JAKARTA – Kementerian Pertanian akan meningkatkan produktivitas pertanian dengan memanfaatkan smart farming.
Smart farming adalah sistem pertanian berbasis teknologi yang dapat membantu petani meningkatkan hasil panen secara kuantitas dan kualitas. Sistem ini menjadi kunci agar sektor pertanian terus eksis di tengah dampak perubahan iklim dan pandemi Covid-19.
Menteri Pertanian (Mentan), Syahrul Yasin Limpo (SYL) menjelaskan pentingnya penerapan smart farming. Menurutnya, pertanian saat ini dan ke depannya dihadapkan dengan tantangan besar yakni perubahan iklim dan pandemi covid 19.
Mentan SYL juga menambahkan, menghadapi tantangan perubahan iklim bukan lagi dengan cara-cara klasik. Tapi harus dengan metode yang lebih modern salah satunya smart farming, karena perkembangan ke depannya yang membuat lahan semakin sempit, jumlah penduduk semakin besar dan lainnya mengharuskan penggunakan teknologi yang smart.
“Kemudian, digitalisasi pertanian menjadi efektif dan penggunaan mekanisasi semakin maju sehingga produksi terus meningkat dengan kualitas yang tinggi dan pendapatan petani semakin naik,” jelas Mentan SYL.
Menurutnya, kemajuan pertanian turut didukung generasi milenial karena memiliki semangat berinovasi yang tinggi untuk melakukan cara-cara yang baru terhadap penanganan pertanian yang maju, mandiri dan modern.
Hal senada disampaikan Kepala Badan Penyuluhan dan Pengembangan SDM Pertanian (BPPSDMP), Dedi Nursyamsi, pada Ngobrol Asyik Penyuluhan (Ngobras) volume 06, Selasa (08/02/2022), secara virtual di AOR BPPSDMP, dengan tema Smart Farming, Inovasi Pertanian Masa Kini.
Dalam arahannya, Dedi mengatakan pertanian modern yaitu teknologi Smart Farming tujuan pembangunan pertanian akan tercapai.
“Tujuan pembangunan pertanian yaitu mendongrak produktivitas, kualitas dan efisiensi pertanian, ” ujar Dedi.
Dedi mengatakan bahwa yang mendongkrak produktivitas adalah insan pertanian yaitu penyuluh pertanian dan juga stakeholder pertanian.

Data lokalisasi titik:
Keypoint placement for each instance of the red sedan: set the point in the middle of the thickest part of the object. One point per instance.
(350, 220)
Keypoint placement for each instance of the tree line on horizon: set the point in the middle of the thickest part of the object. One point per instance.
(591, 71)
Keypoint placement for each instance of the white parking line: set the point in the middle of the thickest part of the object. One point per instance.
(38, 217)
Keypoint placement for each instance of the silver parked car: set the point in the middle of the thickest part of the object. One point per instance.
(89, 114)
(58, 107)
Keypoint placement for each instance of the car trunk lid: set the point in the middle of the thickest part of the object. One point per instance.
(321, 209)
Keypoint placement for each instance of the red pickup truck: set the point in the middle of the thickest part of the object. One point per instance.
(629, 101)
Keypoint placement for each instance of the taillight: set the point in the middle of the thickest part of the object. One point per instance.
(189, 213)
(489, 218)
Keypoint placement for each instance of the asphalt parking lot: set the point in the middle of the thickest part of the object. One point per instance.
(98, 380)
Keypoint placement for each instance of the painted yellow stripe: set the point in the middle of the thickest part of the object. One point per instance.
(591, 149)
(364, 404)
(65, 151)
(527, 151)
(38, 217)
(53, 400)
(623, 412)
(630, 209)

...

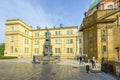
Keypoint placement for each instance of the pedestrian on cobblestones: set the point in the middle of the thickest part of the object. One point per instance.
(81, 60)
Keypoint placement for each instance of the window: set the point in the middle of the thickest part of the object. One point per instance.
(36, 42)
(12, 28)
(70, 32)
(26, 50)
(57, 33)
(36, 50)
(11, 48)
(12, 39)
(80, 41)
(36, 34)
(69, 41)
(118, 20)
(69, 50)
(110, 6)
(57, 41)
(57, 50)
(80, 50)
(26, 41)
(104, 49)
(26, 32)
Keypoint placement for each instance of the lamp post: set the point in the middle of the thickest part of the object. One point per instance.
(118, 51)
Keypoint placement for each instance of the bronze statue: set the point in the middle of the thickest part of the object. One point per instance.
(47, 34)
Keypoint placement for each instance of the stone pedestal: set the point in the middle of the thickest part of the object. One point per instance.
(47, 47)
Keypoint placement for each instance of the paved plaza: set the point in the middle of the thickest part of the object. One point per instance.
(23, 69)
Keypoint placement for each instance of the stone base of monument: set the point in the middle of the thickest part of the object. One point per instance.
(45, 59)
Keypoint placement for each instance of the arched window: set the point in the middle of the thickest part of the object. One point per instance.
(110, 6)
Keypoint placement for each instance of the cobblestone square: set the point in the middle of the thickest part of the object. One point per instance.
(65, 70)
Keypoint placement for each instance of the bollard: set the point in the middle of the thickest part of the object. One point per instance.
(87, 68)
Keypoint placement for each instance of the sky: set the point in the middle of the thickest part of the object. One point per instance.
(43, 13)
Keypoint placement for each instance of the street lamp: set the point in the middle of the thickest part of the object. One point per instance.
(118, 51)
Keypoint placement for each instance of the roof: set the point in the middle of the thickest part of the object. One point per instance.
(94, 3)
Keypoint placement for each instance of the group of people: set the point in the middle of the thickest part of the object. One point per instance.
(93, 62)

> **TUGAS 1**:
Sebutkan seluruh hal yang menurut Dedi Nursyamsi hendak didongkrak oleh tujuan pembangunan pertanian dalam teks tentang smart farming.
> **TUGAS 2**:
Salin kata demi kata bagian teks tentang smart farming yang dimulai pada "Smart farming adalah" dan berakhir pada "teknologi yang smart.".
Butir-butir data ini diambil dari sumber yang berbeda.

> **HASIL TUGAS 1**:
Produktivitas, kualitas, dan efisiensi pertanian.

> **HASIL TUGAS 2**:
Smart farming adalah sistem pertanian berbasis teknologi yang dapat membantu petani meningkatkan hasil panen secara kuantitas dan kualitas. Sistem ini menjadi kunci agar sektor pertanian terus eksis di tengah dampak perubahan iklim dan pandemi Covid-19.
Menteri Pertanian (Mentan), Syahrul Yasin Limpo (SYL) menjelaskan pentingnya penerapan smart farming. Menurutnya, pertanian saat ini dan ke depannya dihadapkan dengan tantangan besar yakni perubahan iklim dan pandemi covid 19.
Mentan SYL juga menambahkan, menghadapi tantangan perubahan iklim bukan lagi dengan cara-cara klasik. Tapi harus dengan metode yang lebih modern salah satunya smart farming, karena perkembangan ke depannya yang membuat lahan semakin sempit, jumlah penduduk semakin besar dan lainnya mengharuskan penggunakan teknologi yang smart.